Excerpts from point annotation data:
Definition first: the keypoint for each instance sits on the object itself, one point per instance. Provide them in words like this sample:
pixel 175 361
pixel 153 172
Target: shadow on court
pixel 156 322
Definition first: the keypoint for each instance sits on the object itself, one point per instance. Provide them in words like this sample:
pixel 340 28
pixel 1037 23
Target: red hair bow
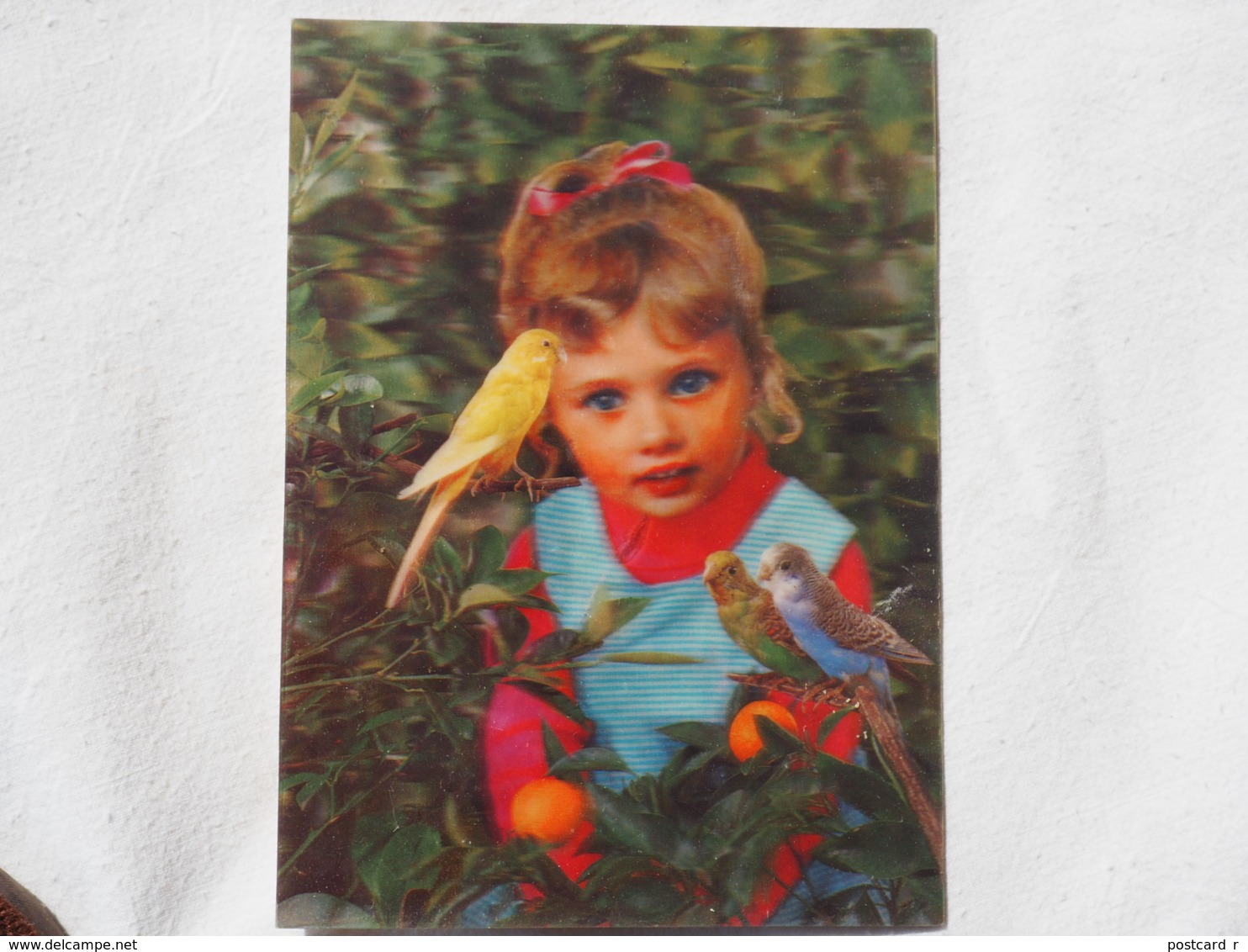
pixel 649 160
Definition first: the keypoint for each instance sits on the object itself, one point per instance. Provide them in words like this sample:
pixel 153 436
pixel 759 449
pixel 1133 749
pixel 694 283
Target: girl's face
pixel 654 426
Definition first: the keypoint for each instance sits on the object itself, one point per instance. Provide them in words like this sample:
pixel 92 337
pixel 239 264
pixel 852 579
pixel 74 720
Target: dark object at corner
pixel 21 913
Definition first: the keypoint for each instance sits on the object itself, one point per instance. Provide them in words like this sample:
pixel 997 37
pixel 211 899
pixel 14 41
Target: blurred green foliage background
pixel 410 145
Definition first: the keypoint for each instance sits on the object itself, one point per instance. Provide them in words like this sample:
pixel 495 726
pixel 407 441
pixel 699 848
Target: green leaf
pixel 302 278
pixel 324 389
pixel 654 61
pixel 556 647
pixel 551 745
pixel 401 714
pixel 342 154
pixel 863 789
pixel 488 551
pixel 356 422
pixel 784 270
pixel 650 658
pixel 360 389
pixel 320 910
pixel 299 141
pixel 297 780
pixel 608 616
pixel 517 582
pixel 696 734
pixel 333 115
pixel 588 759
pixel 309 790
pixel 389 872
pixel 881 849
pixel 624 823
pixel 351 338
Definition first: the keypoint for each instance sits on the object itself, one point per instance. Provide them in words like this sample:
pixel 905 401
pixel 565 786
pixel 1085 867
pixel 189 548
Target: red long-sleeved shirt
pixel 653 551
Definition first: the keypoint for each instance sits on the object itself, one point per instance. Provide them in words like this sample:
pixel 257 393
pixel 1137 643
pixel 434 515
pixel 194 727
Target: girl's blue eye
pixel 604 400
pixel 686 383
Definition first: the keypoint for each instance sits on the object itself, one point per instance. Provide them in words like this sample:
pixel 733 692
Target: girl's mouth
pixel 668 480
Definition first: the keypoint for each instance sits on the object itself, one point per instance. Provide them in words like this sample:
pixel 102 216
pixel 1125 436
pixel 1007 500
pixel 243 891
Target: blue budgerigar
pixel 843 640
pixel 855 647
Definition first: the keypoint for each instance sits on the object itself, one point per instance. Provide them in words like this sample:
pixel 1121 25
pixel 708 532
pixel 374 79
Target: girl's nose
pixel 658 431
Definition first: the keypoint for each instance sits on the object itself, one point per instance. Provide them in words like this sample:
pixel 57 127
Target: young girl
pixel 670 389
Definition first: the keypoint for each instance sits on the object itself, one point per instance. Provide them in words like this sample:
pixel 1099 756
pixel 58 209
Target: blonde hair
pixel 680 251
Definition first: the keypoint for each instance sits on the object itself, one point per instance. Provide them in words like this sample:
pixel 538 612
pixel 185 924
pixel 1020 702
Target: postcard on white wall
pixel 611 587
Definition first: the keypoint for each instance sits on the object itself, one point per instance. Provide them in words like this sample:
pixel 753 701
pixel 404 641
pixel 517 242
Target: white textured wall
pixel 1093 283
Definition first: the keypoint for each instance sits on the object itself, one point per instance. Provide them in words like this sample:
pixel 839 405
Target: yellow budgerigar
pixel 486 439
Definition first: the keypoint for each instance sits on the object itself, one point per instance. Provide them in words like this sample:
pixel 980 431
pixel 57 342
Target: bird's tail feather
pixel 447 492
pixel 882 719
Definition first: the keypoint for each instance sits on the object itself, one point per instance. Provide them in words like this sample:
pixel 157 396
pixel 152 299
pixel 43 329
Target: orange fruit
pixel 743 735
pixel 548 810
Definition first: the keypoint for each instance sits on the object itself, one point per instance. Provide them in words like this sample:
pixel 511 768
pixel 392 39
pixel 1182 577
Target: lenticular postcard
pixel 611 584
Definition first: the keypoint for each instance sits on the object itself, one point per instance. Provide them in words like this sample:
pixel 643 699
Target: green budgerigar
pixel 752 621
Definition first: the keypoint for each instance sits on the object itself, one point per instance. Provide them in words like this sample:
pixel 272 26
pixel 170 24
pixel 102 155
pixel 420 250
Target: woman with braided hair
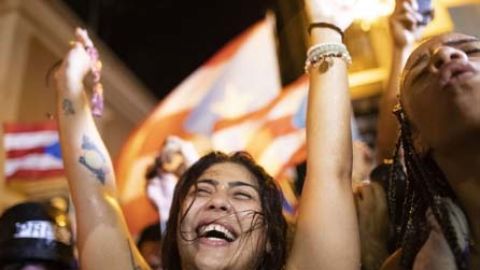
pixel 439 114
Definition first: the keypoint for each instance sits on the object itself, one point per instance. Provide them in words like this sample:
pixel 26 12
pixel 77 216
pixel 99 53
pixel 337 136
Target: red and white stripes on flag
pixel 241 78
pixel 32 151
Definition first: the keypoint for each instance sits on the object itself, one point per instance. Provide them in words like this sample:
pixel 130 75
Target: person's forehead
pixel 433 43
pixel 229 172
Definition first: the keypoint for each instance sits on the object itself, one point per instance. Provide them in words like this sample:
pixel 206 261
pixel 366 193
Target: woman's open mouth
pixel 215 234
pixel 456 73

* What to do
Copy all of the rows above, swapping "Target" for "Label" wherever it occurs and keeping everything else the same. Leave the pictures out.

* Result for this exercise
Definition first: the keypoint for each instance sits on the object itself, one point per instance. Provide them in words like this sample:
pixel 175 361
pixel 153 172
Label: shadow on court
pixel 156 322
Definition first: the keypoint for each instance sits on the object itself, one point per instance. Provide them in words like this sample:
pixel 340 28
pixel 1037 23
Label: red hair bow
pixel 649 160
Definition first: the keypoint for each instance sits on the object itself, one point per instance. Provide them in words like this sample:
pixel 153 436
pixel 759 449
pixel 1133 749
pixel 694 283
Label: girl's face
pixel 654 426
Definition first: the keypoint for each instance sits on the object itself, one point per instance. Provide them in words like this sample:
pixel 92 337
pixel 239 264
pixel 852 579
pixel 74 720
Label: dark object at corner
pixel 21 913
Definition first: the keypoint for each instance sits on the object itself, one point per instance. Provide them in words like this sample:
pixel 997 37
pixel 211 899
pixel 14 41
Label: blurred green foliage background
pixel 410 145
Definition first: the keypoint for each instance sits on the object itself, one point per instance. Provide them in words like this sample:
pixel 495 726
pixel 407 441
pixel 699 848
Label: green leaf
pixel 302 278
pixel 324 389
pixel 654 61
pixel 556 647
pixel 551 745
pixel 401 714
pixel 342 154
pixel 863 789
pixel 488 551
pixel 356 422
pixel 784 270
pixel 650 658
pixel 360 389
pixel 320 910
pixel 299 141
pixel 297 780
pixel 608 616
pixel 517 582
pixel 696 734
pixel 333 115
pixel 588 759
pixel 309 790
pixel 389 872
pixel 881 849
pixel 624 823
pixel 351 338
Definition first: the keypoint for each instance sits on the object itself, one point per instance. Provide them in words like this sample:
pixel 905 401
pixel 565 786
pixel 1085 867
pixel 189 548
Label: red long-sleeved shirt
pixel 653 551
Definition first: the keypoint for each instance sits on the object itself, one point per instance. Provide them in words like this sample:
pixel 257 393
pixel 1137 643
pixel 434 515
pixel 194 727
Label: girl's blue eye
pixel 604 400
pixel 686 383
Definition first: the keypoint for each instance sits on the object itself, one point per instance. Provide them in words like this sample:
pixel 733 692
Label: girl's mouth
pixel 668 480
Definition first: the keypoint for each instance sits on the object itself, one point per instance. Provide them in words like this sample:
pixel 102 216
pixel 1125 436
pixel 1007 500
pixel 243 891
Label: blue budgerigar
pixel 843 640
pixel 855 647
Definition first: the keypoint for each instance sits on the object itself, one point per instance. Provide them in words like this sample:
pixel 1121 25
pixel 708 532
pixel 374 79
Label: girl's nose
pixel 658 431
Definition first: the keypoint for each instance sits on the object itself, one point per instance. Provide them in words like this sample:
pixel 57 127
Label: young girl
pixel 670 389
Definition first: the keypoint for each instance sits on the object itself, one point per instance. Provide them in words like this sample:
pixel 1099 756
pixel 58 209
Label: blonde hair
pixel 680 251
Definition first: the keypoint for each instance sits on the object itself, one point per instance. Provide them in words like this sample:
pixel 538 612
pixel 185 924
pixel 1020 702
Label: postcard on white wall
pixel 611 587
Definition first: the keypoint for each instance sits on the object itself, one point per instance. Provide them in words like this sample:
pixel 753 701
pixel 404 641
pixel 517 242
Label: white textured wall
pixel 1093 283
Definition first: the keypoint for each instance sits on the object itself, one point per instance. Provide them in words like this sample:
pixel 839 405
Label: yellow budgerigar
pixel 486 439
Definition first: the keypoint for each instance sits on the object itself, one point per instance. Provide them in words like this sample:
pixel 980 431
pixel 57 342
Label: bird's tail feather
pixel 447 492
pixel 882 719
Definition first: the keypoint for each instance sits on the object itself, one point per instance. Provide them in words like this sample:
pixel 157 396
pixel 152 299
pixel 43 329
Label: orange fruit
pixel 743 735
pixel 548 810
Definition first: the keypoint for each instance sits on the object itself, one point per instance. Provide them in words like this sample:
pixel 511 768
pixel 392 39
pixel 1182 577
Label: lenticular postcard
pixel 611 584
Definition first: the keypoint for each instance sits on the object itself, one point per instance. Provide them in words like this sample:
pixel 643 699
Label: green budgerigar
pixel 752 621
Definition first: the keypoint for each instance sits on the object itself, one point per instance. Provide them in words like this sample:
pixel 272 26
pixel 170 24
pixel 102 155
pixel 420 250
Label: woman with braided hair
pixel 439 114
Definition first: the keypoint for each instance sits on the object itself, one point per instance. Provide them in words like this sample:
pixel 26 12
pixel 77 216
pixel 99 53
pixel 337 136
Label: red and white stripes on flag
pixel 241 78
pixel 32 151
Definition first: the keypoint for each instance sits on the object itself, one point per instance. Provide them in words like this sample:
pixel 130 75
Label: person's forehead
pixel 433 43
pixel 229 172
Definition first: the keypoint for each instance sits on the object itself, one point per instance. Provide them in words like this sample:
pixel 206 261
pixel 366 193
Label: woman's open mouth
pixel 215 234
pixel 456 73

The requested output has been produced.